**TASK DESCRIPTION:** Output every entry exactly as it appears.

**SOURCE RECORDS:**
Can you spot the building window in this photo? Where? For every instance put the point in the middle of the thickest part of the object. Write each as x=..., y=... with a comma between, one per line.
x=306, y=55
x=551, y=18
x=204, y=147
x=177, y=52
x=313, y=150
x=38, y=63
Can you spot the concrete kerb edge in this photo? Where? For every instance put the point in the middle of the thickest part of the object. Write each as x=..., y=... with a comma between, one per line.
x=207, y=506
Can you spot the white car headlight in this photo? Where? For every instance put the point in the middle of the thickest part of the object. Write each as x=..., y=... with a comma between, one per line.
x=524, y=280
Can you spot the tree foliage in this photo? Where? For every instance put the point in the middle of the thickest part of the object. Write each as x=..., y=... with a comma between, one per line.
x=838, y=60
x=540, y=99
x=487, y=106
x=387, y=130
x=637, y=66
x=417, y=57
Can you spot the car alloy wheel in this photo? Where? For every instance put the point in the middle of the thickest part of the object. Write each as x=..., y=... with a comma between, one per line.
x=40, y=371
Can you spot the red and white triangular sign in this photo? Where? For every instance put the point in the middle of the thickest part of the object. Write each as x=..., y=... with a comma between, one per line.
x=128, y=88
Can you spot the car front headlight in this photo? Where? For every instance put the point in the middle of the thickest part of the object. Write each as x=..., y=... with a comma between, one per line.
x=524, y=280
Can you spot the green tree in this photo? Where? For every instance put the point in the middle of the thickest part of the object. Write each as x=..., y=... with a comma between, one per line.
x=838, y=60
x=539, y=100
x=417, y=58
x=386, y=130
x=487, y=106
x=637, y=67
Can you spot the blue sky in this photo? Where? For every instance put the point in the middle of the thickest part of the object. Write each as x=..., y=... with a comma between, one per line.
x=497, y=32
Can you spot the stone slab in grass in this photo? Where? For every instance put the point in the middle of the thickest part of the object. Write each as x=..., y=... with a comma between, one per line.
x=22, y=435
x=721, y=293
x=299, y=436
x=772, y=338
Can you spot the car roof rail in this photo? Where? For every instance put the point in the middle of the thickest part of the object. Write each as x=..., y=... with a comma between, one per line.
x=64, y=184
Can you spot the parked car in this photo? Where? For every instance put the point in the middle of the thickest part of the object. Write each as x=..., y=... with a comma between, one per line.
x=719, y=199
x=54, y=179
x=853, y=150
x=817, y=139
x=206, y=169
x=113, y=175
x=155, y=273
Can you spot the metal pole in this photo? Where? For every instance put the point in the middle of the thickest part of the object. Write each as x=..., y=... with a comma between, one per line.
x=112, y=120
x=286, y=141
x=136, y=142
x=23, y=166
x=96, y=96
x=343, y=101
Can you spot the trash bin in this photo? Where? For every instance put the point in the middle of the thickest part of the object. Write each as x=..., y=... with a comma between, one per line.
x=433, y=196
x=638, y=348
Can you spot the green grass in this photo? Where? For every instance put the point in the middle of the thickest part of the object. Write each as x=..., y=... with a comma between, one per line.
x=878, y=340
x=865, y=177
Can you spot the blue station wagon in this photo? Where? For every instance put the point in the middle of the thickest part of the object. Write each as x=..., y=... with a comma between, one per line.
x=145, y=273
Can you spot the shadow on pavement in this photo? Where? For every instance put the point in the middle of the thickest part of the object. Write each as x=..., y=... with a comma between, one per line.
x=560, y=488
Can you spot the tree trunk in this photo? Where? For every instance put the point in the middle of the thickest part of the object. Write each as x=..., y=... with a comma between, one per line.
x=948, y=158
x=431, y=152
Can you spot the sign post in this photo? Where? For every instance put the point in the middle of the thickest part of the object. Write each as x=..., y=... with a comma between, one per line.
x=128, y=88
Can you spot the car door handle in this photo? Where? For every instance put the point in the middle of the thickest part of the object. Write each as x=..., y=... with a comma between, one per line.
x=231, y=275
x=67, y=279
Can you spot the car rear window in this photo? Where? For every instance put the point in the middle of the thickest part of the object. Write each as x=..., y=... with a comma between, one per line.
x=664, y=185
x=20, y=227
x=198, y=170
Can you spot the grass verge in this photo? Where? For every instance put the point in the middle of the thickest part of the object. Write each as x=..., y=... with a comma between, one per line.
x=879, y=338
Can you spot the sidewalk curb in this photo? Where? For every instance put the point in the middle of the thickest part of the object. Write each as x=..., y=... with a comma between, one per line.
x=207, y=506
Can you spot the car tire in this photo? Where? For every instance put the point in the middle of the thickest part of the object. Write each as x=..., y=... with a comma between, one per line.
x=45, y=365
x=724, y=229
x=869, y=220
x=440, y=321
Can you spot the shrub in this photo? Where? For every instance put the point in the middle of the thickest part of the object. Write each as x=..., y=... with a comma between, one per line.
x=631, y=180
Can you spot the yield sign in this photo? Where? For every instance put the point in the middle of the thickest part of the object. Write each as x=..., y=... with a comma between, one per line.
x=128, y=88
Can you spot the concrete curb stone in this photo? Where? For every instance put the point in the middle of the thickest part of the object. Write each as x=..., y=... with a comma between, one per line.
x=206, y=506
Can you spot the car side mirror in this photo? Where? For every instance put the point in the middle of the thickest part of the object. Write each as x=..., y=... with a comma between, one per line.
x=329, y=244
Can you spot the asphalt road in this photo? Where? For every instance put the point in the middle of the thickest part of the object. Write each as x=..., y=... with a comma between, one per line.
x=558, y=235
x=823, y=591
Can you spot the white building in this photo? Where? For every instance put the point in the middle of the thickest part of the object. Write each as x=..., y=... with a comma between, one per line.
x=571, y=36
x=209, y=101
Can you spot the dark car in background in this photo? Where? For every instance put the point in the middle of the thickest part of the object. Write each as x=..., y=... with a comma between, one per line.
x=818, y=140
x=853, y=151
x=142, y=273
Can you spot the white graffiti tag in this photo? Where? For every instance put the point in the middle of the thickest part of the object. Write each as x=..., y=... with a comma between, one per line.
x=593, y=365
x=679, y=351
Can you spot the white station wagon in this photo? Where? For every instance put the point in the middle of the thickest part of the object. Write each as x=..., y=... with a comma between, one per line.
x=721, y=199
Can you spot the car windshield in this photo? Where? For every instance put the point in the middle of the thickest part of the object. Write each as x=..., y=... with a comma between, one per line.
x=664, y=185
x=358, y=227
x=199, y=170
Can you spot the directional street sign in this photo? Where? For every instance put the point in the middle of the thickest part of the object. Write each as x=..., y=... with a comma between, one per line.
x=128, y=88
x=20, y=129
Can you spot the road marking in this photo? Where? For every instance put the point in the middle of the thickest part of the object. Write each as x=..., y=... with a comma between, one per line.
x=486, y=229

**RESULT:**
Can you spot the building window in this photo? Where? For every instance put the point in the middle of the thickest part of the object. Write each as x=..., y=... with a comma between, one per line.
x=306, y=55
x=551, y=18
x=204, y=147
x=177, y=52
x=313, y=150
x=38, y=63
Can you spot the concrete kerb edge in this photo? Where? For every instance put the point in the middle of the thickest part of the object. Write each as x=..., y=... with a comma between, one per line.
x=207, y=506
Can you spot the white car headlight in this photo? Where? For every instance put the point in the middle of the thickest part of the object. Write each as x=..., y=... with a comma between, one per line.
x=524, y=280
Can you spot the tree foliage in this photo? Where? For every instance put the point in the middle of the thickest part of the object. Write each as x=..., y=... with a comma between, one per line.
x=838, y=60
x=540, y=99
x=487, y=106
x=387, y=130
x=637, y=66
x=417, y=57
Can you spot the car alloy wheel in this photo? Where? For every instance put the point in the middle of the thickest part of the object. Write each as x=..., y=... with a comma between, one per line.
x=40, y=371
Can you spot the red and white triangular sign in this photo? Where? For every instance put the point in the middle of the thickest part of the object. Write each as x=..., y=... with a comma between, one per line.
x=128, y=88
Can you spot the car front headlight in this photo? Where? For every instance put the point in the middle of the thickest part of the object. Write each as x=..., y=... with a comma between, one per line.
x=524, y=280
Can you spot the green tree in this photo? Where? For every instance put the point in the middle of the thickest part of the object. Write each as x=..., y=... with a comma between, one per line.
x=838, y=60
x=539, y=100
x=417, y=58
x=386, y=130
x=487, y=106
x=637, y=67
Can you spot the blue sky in this photo? Where? For every instance put the point in the middle of the thickest part of the object. Write each as x=..., y=... with a comma between, one per line.
x=497, y=32
Can you spot the stone slab in grass in this photo? Where? For every instance put the point in the middle of the thickest part of the object. Write each as x=..., y=... with a comma between, one per line.
x=22, y=435
x=721, y=293
x=299, y=436
x=772, y=338
Can you spot the car roof rail in this photo? Where? For every instance put the point in the middle of the thickest part of the object. Write each as x=..., y=... with a comma between, one per line.
x=64, y=184
Can you spot the parked car in this photo? Where? For every instance put the point in the middle of the thickest part of the object. Write each as x=..., y=... with a comma between, one per line.
x=719, y=199
x=54, y=179
x=853, y=150
x=817, y=139
x=206, y=169
x=113, y=175
x=155, y=273
Can you spot the metal pole in this photo? Where? For every instance put the point in the middle of the thickest part of the object. Write each as x=..., y=... with a comma between, one per line.
x=112, y=120
x=286, y=141
x=136, y=142
x=23, y=166
x=96, y=96
x=343, y=101
Can you spot the trash bin in this photo? Where? For every instance put the point in the middle of the thickest part of the object. Write each as x=..., y=... with a comma between, one per line.
x=433, y=196
x=638, y=348
Can you spot the green grass in this photo? Where? For every instance put the point in the middle of the thickest part of the object. Write each as x=..., y=... with a comma between, one per line.
x=878, y=340
x=865, y=177
Can you spot the blue station wagon in this photo? Where? For every instance put the point in the middle of the thickest part of the object. Write each as x=..., y=... with a comma between, one per line.
x=145, y=273
Can you spot the shadow on pavement in this photo? Where? For every instance put the point in the middle of the thickest part of the object. Write each as x=..., y=... with a comma between, one per line.
x=560, y=488
Can you spot the tree trunk in this photo? Where? For every instance put the point in the middle of the thickest part of the object. Write each as x=..., y=... with a comma between, one per line.
x=948, y=158
x=431, y=152
Can you spot the sign post in this photo? Where? For every instance put the point in the middle of the thickest part of the object. Write each as x=..., y=... with a comma between, one per line.
x=128, y=88
Can you spot the car door handle in this photo? Where? For every instance put the point in the middle of the thickest part of the object. Write each as x=..., y=... with a comma between, one per line.
x=231, y=275
x=67, y=279
Can you spot the car rear window in this photo? Where? For every instance put the point in the middle of the thickest part of the object. Write each as x=..., y=... with a comma between, one per line.
x=664, y=185
x=20, y=227
x=198, y=170
Can you spot the grass verge in this photo? Where? For every instance put the point in the middle of the thickest part of the object. Write each as x=..., y=... with a comma between, one per line.
x=879, y=338
Can you spot the sidewalk curb in this photo? Where? For every instance put the point in the middle of the thickest part of the object. Write each as x=..., y=... with a comma between, one per line.
x=207, y=506
Can you spot the car tire in this photo? Where? For every instance put the point in the middle of the thickest part of the object. Write each as x=..., y=... with a comma between, one per line.
x=45, y=365
x=724, y=229
x=869, y=220
x=440, y=321
Can you spot the shrub in this photo? Where? For every instance put the point in the middle of the thickest part of the object. Write each as x=..., y=... with a comma between, one per line.
x=631, y=180
Can you spot the yield sign in this photo? Where? For every instance put the point in the middle of the thickest part of the object. Write each as x=..., y=... with a comma between, one per line.
x=128, y=88
Can you spot the concrete curb stone in this photo? Where? For every instance put the point in the middle of the thickest part of the object. Write each as x=..., y=... with a comma between, one per line.
x=206, y=506
Can you spot the car side mirror in this photo? Where? For every instance put the point in the middle of the thickest part of the object. Write each as x=..., y=... with a comma between, one per line.
x=329, y=244
Can you spot the asphalt road in this photo? Where? For every instance put the point in the middle of the thickest part of the object. Write each as x=..., y=... with a comma between, one per line.
x=558, y=235
x=823, y=591
Can you spot the white building in this photo? Where? For every instance put the point in the middle of the thickest part of the object. Write each as x=..., y=... with a comma between, one per line.
x=571, y=36
x=209, y=101
Can you spot the dark car in background in this photo? Where? For every instance put the point in the middle of the thickest part of the object. Write each as x=..., y=... with a comma between, one per line.
x=818, y=140
x=853, y=151
x=142, y=273
Can you spot the white graffiti tag in this photo? Where? For every instance put the point in the middle of the thickest part of the object. Write each as x=..., y=... with a comma between, one per line.
x=593, y=365
x=679, y=351
Can you spot the white station wagon in this photo? Where? For every instance put the point in the middle of the thickest part of the object. Write each as x=..., y=... with a comma between, one per line.
x=721, y=199
Can you spot the car windshield in this photo? Where? For every instance put the point in the middle of the thickest part of the object. Write each as x=..., y=... with a comma between, one per line.
x=664, y=185
x=358, y=227
x=199, y=170
Can you spot the directional street sign in this photo? Where? For every instance put the point in the middle of the thickest part of the object. Write each as x=..., y=... with a comma between, one per line.
x=128, y=88
x=20, y=129
Can you spot the road marking in this photo? Where? For every instance put the point in the middle of the thickest part of the object. Write each as x=..., y=... with a comma between, one per line.
x=486, y=229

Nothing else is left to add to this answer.